## PROBLEMS TO WORK ON
1. In the Datsun 240Z piece, what was the official name of the man called Mr. K?
2. Carry on the piece about the Datsun 240Z past its final sentence.

-- start SOURCE --

It felt like a good A-to-B speed, one you’d not be too surprised to see from the average outside-lane-tramping 3 Series or A4 on the way to their next cladding conference or software seminar. Nothing too outrageous, just usefully distance-shrinking. But what feels routine in a mid-range repmobile seems more adventurous in an early-1970s coupé like the Datsun 240Z.
You expect classics—most of them—to be meek and underequipped for the demands of modern driving, where superminis comfortably out-sprint the average ‘60s sportster.
But the 240Z just lapped it up, straight-six throbbing away mid-tachometer, steering tracking true, and brakes hauling off speed – albeit with old-school pedal pressure—when someone dawdled out in front. The 240Z feels made for this kind of driving.
Probably because it was made for this kind of driving, though Nissan’s designers and engineers more likely had Highway 1 than the U.K.’s M11 in mind when poring over sketches and technical drawings in the late 1960s.
The man with the vision was Mr. K. Officially, his name was Yutaka Katayama, Datsun’s envoy to the United States in the 1960s, who convinced top brass to set up a U.S. operation and made some shrewd decisions on what to sell there.

-- end SOURCE --
-- start MATERIAL SHOWN --

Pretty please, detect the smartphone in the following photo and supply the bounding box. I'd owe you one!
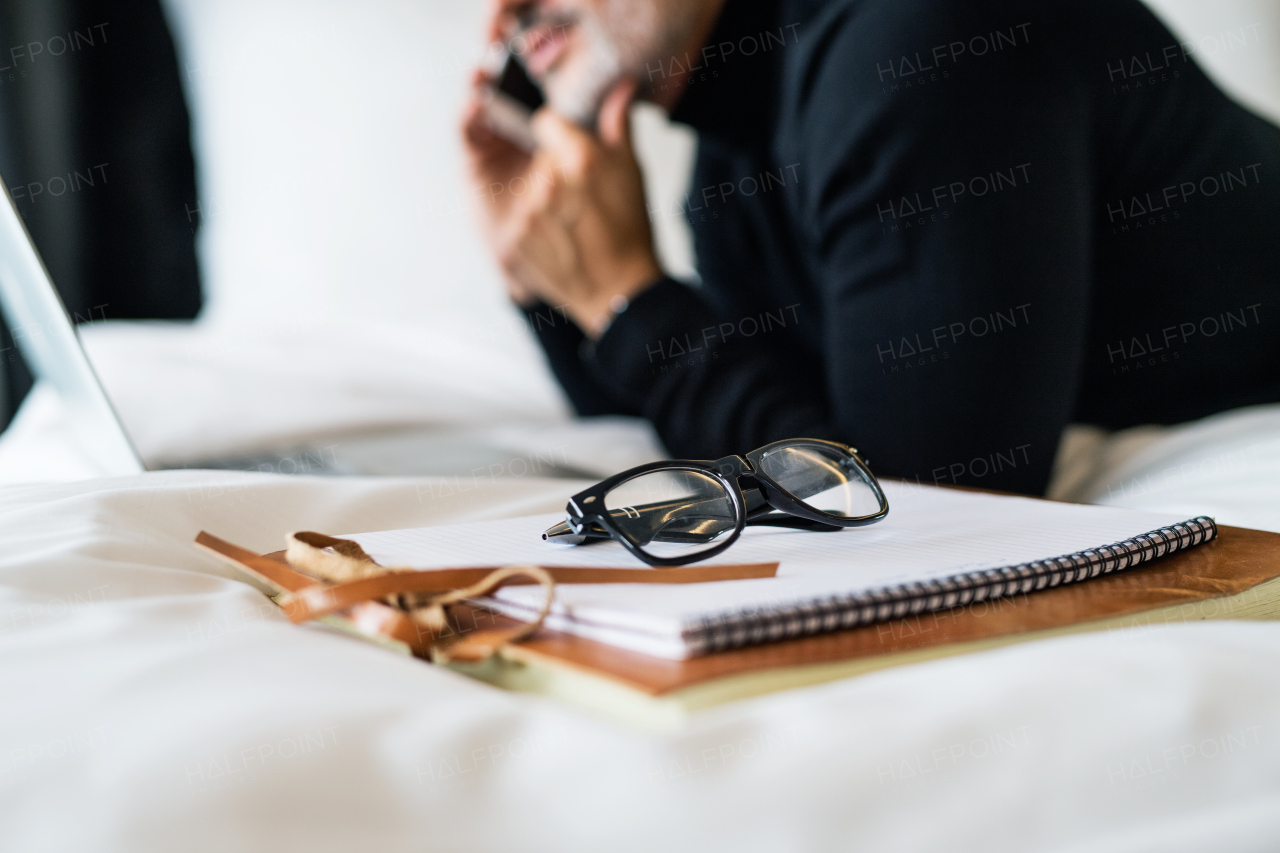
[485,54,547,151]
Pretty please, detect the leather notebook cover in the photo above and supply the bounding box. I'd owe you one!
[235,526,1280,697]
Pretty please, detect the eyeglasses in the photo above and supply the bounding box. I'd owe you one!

-- end MATERIAL SHOWN --
-- start MATERIAL SHOWN --

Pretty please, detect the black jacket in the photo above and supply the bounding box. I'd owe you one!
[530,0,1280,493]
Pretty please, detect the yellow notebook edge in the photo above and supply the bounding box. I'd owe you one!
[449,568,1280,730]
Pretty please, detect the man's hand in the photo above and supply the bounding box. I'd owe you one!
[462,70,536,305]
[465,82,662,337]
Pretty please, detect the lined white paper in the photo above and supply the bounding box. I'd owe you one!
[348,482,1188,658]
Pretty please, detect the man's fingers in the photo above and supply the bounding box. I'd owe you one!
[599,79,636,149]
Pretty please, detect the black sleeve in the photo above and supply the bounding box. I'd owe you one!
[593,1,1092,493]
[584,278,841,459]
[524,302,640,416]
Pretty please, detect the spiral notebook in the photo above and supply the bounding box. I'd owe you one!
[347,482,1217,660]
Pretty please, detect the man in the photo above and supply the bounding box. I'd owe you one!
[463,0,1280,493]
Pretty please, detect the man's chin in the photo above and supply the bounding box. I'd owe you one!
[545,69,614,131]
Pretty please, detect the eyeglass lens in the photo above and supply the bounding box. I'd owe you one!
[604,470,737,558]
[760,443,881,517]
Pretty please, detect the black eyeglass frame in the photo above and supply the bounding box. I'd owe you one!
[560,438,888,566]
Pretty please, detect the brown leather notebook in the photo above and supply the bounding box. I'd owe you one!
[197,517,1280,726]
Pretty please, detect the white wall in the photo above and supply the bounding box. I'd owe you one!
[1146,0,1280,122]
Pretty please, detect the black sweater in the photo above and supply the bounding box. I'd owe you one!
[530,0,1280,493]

-- end MATERIAL SHOWN --
-- start MATERIAL SHOWN --

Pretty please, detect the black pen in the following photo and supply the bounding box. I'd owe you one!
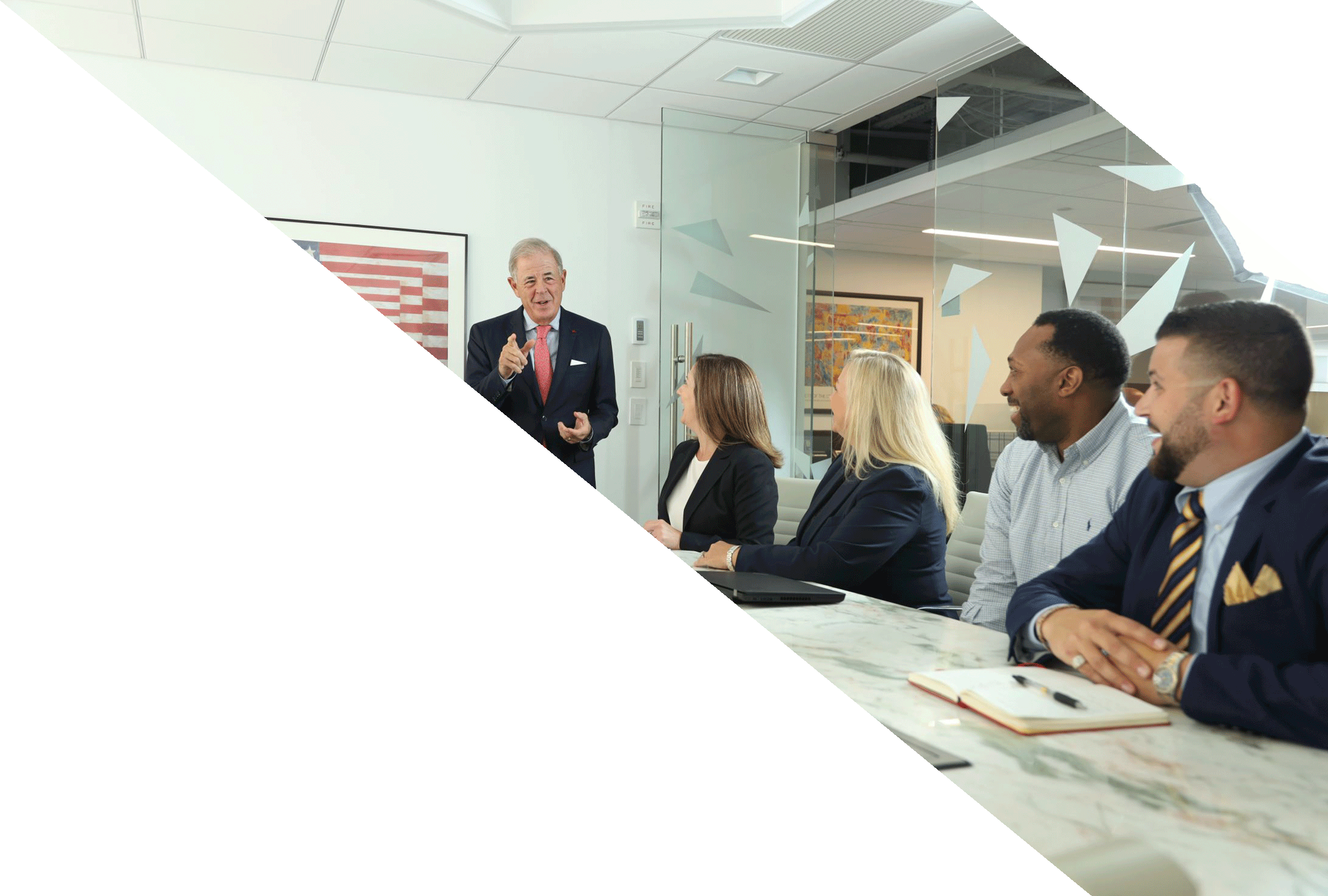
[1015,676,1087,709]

-- end MATERIAL SHOWN --

## OUTPUTS
1. Yutaka Katayama

2.
Mr. K liked sports cars. Americans did too, having spent most of the 1950s and 1960s buying tiny two-seaters, both open-topped and fixed-roof, in vast numbers. It was a remarkable time; flip open a copy of Road & Track from the era and there was a road test on something sleek and lightweight and European virtually every month. Readers would write in and complain if they dared to dedicate space to some lump of American iron and chrome.
Katayama sensed opportunity in this, and after a few stalled attempts to hook US consumers on Nissan’s products, struck gold with 1963’s Sports 1500, known as the Fairlady in Japan. The 1500, and later 1600 and 2000 became wildly successful, thanks in part to Sports Car Club of America (SCCA) racing success from the likes of Pete Brock and his BRE outfit.
There was room though for more power, more cylinders, more performance. Europe, and Britain in particular, covered the low end of the sports car market brilliantly. And with a serious-looking briefcase and a call to the right people you could put say, a Mercedes SL, or a Ferrari 275 in front of your mid-century mansion. Datsun wouldn’t be competing there.
Between was domain of the pony car. Corvette aside, America didn’t really “do” sports cars in the same vein, creating a missing middle for those who preferred corners to straights. And Mr. K thought Datsun could give them both.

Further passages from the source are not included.